* **Exercices à réaliser**
A – Relevez, dans l'extrait sur l'enregistrement des PSAN, tout ce qui doit être déclaré à l'AMF selon sa question-réponse 3-7.
B – Traduisez en anglais la phrase suivante de l'extrait sur l'enregistrement des PSAN : « Dans le monde entrepreneurial, expérience et compétence ont un prix. »

Ces exigences ne sont pas anodines. Dans le monde entrepreneurial, expérience et compétence ont un prix. Elles auront donc un coût pour toute start-up qui souhaite opérer en France dans le secteur des actifs numériques. Ce coût devra être correctement évalué en amont, et intégré aux levées de fonds préalables au dépôt d’un dossier d’enregistrement ou d’agrément auprès de l’AMF.
Enfin, en prolongement de ce qui précède, l’AMF précise dans une nouvelle question-réponse 3-7 spécifique à la procédure d’enregistrement et exprimée à la lumière de l’article L. 54-10-3, al. 5 du Code monétaire et financier, que doivent lui être déclarés :
- toute modification dans la composition des dirigeants ou détenteurs du contrôle du PSAN,
- tout évènement pouvant affecter leur honorabilité ou leur compétence,
- toute évolution dans la structure du PSAN (fusion, scission, apport partiel d’actifs notamment),
- tout événement qui aurait pour effet d’empêcher le PSAN de respecter les engagements pris ou les conditions posées lors de l’enregistrement.
L’Instruction DOC-2019-23 intitulée « Régime applicable aux prestataires de services sur actifs numériques » est modifiée pour ajuster les pièces demandées par l’AMF en matière d’honorabilité et de compétence des candidats à l’enregistrement PSAN.

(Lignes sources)
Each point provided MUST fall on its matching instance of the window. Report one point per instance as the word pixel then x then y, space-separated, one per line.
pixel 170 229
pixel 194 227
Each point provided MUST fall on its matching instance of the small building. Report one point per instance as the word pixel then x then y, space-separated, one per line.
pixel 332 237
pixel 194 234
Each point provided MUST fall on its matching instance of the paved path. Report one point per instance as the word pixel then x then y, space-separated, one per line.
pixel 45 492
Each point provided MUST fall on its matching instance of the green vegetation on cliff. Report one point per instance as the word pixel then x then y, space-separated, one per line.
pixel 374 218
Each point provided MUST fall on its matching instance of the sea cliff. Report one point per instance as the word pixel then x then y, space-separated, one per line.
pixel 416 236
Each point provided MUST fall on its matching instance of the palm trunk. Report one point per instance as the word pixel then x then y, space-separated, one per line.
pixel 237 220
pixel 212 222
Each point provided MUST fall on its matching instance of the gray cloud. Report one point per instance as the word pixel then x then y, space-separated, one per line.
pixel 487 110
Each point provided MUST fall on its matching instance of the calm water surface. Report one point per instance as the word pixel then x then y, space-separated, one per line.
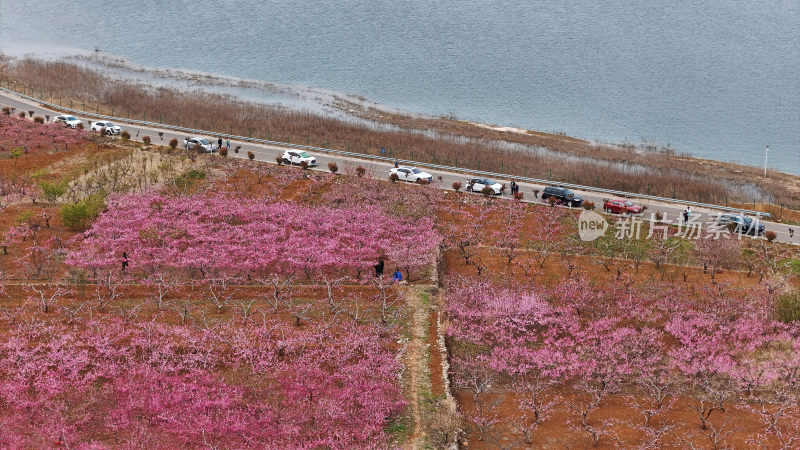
pixel 714 78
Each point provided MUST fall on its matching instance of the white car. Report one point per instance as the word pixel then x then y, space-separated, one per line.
pixel 477 185
pixel 199 144
pixel 297 157
pixel 69 121
pixel 411 174
pixel 110 127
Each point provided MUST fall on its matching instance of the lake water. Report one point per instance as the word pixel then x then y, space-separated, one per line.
pixel 713 78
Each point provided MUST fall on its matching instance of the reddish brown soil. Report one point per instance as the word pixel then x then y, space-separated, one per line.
pixel 625 432
pixel 437 383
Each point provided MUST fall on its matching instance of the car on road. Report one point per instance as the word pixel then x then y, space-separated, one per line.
pixel 298 157
pixel 411 174
pixel 109 127
pixel 478 184
pixel 738 223
pixel 199 144
pixel 622 206
pixel 562 196
pixel 67 120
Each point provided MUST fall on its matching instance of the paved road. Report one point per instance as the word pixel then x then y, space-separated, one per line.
pixel 267 154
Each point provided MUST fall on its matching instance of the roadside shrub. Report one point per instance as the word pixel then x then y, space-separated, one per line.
pixel 52 191
pixel 188 178
pixel 78 216
pixel 788 307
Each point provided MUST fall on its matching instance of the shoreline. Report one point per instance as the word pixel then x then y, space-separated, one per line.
pixel 353 120
pixel 320 100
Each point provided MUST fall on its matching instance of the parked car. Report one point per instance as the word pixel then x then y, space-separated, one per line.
pixel 411 174
pixel 199 144
pixel 742 224
pixel 622 206
pixel 67 120
pixel 477 185
pixel 297 157
pixel 110 127
pixel 562 196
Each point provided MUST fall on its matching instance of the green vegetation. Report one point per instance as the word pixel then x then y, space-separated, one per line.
pixel 52 191
pixel 78 216
pixel 188 178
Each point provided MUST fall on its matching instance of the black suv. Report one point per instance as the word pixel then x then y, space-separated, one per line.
pixel 742 224
pixel 562 196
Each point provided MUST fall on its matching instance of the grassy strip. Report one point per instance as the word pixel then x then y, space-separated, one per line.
pixel 443 141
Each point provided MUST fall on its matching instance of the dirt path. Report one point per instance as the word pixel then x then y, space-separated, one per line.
pixel 416 362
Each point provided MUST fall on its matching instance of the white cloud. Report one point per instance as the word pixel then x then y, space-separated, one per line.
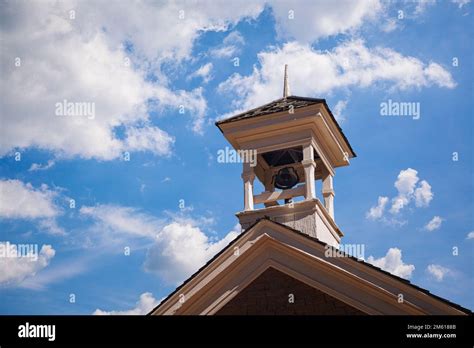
pixel 392 262
pixel 181 249
pixel 438 272
pixel 338 109
pixel 434 223
pixel 423 194
pixel 22 201
pixel 461 3
pixel 409 188
pixel 58 272
pixel 377 211
pixel 203 72
pixel 230 46
pixel 15 270
pixel 405 185
pixel 85 60
pixel 317 19
pixel 150 139
pixel 317 73
pixel 123 220
pixel 144 305
pixel 422 5
pixel 35 166
pixel 176 245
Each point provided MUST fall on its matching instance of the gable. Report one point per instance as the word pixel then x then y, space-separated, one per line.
pixel 269 244
pixel 276 293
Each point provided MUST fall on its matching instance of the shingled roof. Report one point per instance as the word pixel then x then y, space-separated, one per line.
pixel 363 262
pixel 283 104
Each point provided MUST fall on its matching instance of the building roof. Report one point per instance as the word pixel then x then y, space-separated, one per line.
pixel 407 282
pixel 283 104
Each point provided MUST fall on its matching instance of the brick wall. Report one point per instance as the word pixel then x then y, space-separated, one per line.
pixel 269 294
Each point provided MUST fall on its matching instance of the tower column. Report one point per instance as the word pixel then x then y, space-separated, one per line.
pixel 328 193
pixel 309 166
pixel 248 176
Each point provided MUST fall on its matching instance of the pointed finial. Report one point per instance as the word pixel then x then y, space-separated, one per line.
pixel 286 86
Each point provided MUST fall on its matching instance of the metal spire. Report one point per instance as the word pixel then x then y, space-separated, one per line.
pixel 286 86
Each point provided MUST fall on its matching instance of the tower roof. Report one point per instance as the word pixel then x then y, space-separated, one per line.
pixel 280 105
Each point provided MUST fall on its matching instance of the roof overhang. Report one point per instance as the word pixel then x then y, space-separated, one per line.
pixel 269 244
pixel 314 123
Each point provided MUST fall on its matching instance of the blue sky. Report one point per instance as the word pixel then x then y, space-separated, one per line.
pixel 172 204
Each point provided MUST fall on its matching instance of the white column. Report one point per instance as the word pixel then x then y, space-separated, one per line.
pixel 248 176
pixel 309 166
pixel 328 193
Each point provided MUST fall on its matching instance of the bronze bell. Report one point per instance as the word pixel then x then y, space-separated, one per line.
pixel 286 178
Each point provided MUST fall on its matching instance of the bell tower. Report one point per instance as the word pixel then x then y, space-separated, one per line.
pixel 297 142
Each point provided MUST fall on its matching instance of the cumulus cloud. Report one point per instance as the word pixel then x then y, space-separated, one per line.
pixel 461 3
pixel 410 189
pixel 405 185
pixel 316 73
pixel 307 20
pixel 181 249
pixel 377 211
pixel 204 72
pixel 96 55
pixel 22 201
pixel 231 45
pixel 438 272
pixel 176 245
pixel 35 166
pixel 126 221
pixel 15 270
pixel 434 223
pixel 144 305
pixel 392 262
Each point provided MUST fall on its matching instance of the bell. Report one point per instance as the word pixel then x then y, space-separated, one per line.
pixel 286 178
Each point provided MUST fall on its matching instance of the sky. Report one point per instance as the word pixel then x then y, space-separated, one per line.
pixel 108 148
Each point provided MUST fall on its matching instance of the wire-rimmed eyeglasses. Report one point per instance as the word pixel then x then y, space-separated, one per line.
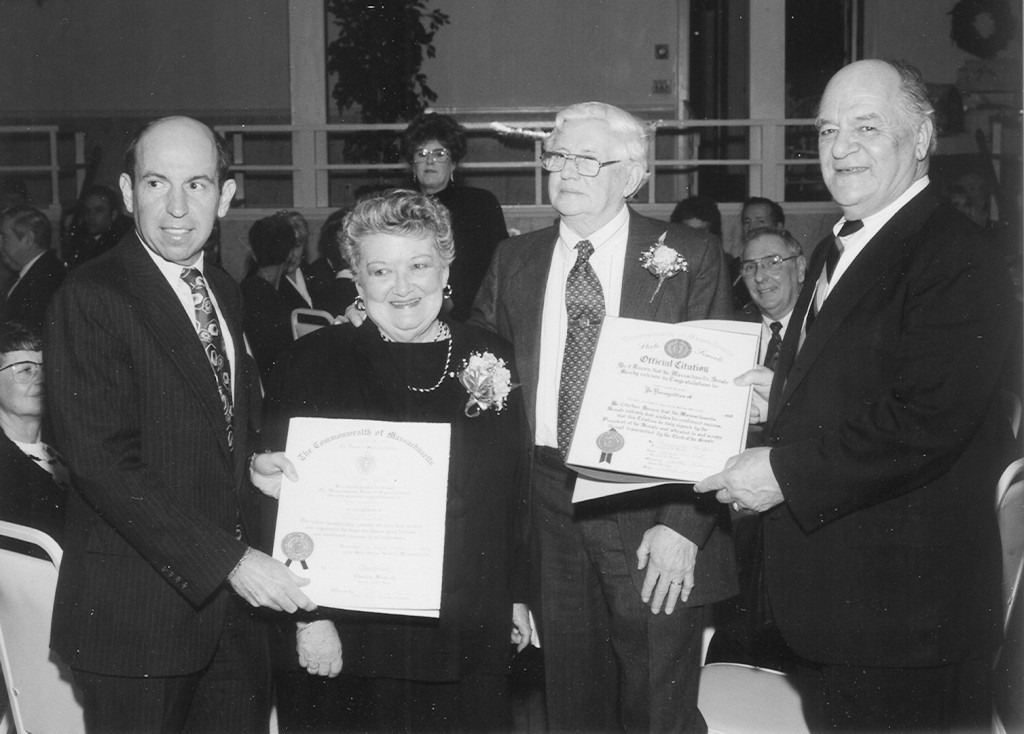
pixel 25 372
pixel 769 263
pixel 586 165
pixel 431 155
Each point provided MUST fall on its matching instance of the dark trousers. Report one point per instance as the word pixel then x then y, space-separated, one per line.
pixel 862 700
pixel 609 663
pixel 230 694
pixel 474 704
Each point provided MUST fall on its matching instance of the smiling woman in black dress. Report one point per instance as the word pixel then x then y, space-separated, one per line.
pixel 404 362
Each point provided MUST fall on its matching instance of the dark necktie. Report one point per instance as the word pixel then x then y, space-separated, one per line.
pixel 54 465
pixel 832 259
pixel 213 342
pixel 585 307
pixel 774 346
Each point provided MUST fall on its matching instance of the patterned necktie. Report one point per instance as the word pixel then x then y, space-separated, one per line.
pixel 832 259
pixel 53 464
pixel 210 335
pixel 585 308
pixel 774 346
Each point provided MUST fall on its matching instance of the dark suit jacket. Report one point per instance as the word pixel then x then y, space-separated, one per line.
pixel 150 536
pixel 28 493
pixel 28 302
pixel 511 302
pixel 477 226
pixel 887 444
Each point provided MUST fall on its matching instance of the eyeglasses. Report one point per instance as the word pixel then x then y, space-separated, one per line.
pixel 770 264
pixel 24 373
pixel 425 154
pixel 586 166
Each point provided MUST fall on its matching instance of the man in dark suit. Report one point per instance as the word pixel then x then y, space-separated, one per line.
pixel 96 226
pixel 611 658
pixel 26 234
pixel 153 399
pixel 884 434
pixel 772 267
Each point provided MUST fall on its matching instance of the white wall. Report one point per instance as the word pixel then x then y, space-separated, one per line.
pixel 70 58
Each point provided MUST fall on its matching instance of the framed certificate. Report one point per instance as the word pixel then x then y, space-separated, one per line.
pixel 365 522
pixel 660 404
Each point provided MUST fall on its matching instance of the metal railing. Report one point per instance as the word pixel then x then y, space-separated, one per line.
pixel 38 156
pixel 675 156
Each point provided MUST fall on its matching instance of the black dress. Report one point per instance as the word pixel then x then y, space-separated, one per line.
pixel 427 670
pixel 477 225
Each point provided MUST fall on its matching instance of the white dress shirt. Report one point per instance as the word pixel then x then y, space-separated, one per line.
pixel 854 244
pixel 608 260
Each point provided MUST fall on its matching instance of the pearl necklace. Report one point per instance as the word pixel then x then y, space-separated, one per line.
pixel 443 333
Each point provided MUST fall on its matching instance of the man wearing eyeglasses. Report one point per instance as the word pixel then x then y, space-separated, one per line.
pixel 772 266
pixel 621 583
pixel 885 435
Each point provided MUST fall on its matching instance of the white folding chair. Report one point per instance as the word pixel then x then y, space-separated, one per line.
pixel 1012 404
pixel 742 699
pixel 305 320
pixel 1010 509
pixel 42 698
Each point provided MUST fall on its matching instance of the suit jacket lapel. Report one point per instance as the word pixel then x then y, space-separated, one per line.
pixel 638 299
pixel 532 275
pixel 885 251
pixel 169 325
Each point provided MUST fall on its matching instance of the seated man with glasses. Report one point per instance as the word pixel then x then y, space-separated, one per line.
pixel 34 478
pixel 772 267
pixel 612 660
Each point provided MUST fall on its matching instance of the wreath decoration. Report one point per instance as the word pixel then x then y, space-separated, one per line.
pixel 969 14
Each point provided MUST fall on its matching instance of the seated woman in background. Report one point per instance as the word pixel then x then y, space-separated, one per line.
pixel 295 287
pixel 267 320
pixel 434 144
pixel 402 363
pixel 34 478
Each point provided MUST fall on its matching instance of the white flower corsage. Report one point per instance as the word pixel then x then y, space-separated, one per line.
pixel 487 381
pixel 663 262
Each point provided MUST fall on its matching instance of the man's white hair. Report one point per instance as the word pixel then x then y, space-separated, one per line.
pixel 632 133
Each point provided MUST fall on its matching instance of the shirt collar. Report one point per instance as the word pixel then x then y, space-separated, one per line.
pixel 570 238
pixel 876 221
pixel 172 270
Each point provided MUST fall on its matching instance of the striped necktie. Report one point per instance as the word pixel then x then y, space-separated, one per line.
pixel 208 328
pixel 585 308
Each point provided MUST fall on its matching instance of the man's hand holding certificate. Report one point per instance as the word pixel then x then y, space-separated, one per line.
pixel 660 403
pixel 365 521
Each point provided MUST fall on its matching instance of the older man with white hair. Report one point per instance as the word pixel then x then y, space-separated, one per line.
pixel 605 569
pixel 884 436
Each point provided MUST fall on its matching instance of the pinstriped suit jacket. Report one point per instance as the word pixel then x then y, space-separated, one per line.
pixel 511 303
pixel 151 531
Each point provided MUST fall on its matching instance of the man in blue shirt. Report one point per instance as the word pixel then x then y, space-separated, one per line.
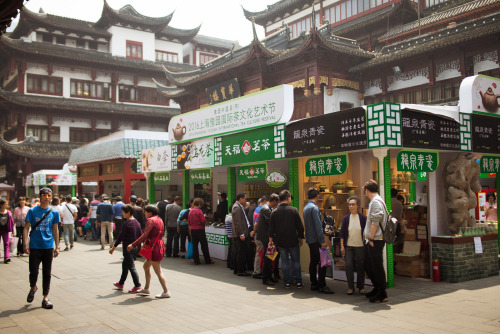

* **Réponses par exercice**
A –
- toute modification dans la composition des dirigeants ou détenteurs du contrôle du PSAN
- tout évènement pouvant affecter leur honorabilité ou leur compétence
- toute évolution dans la structure du PSAN (fusion, scission, apport partiel d'actifs notamment)
- tout événement qui aurait pour effet d'empêcher le PSAN de respecter les engagements pris ou les conditions posées lors de l'enregistrement

B – In the business world, experience and competence come at a price.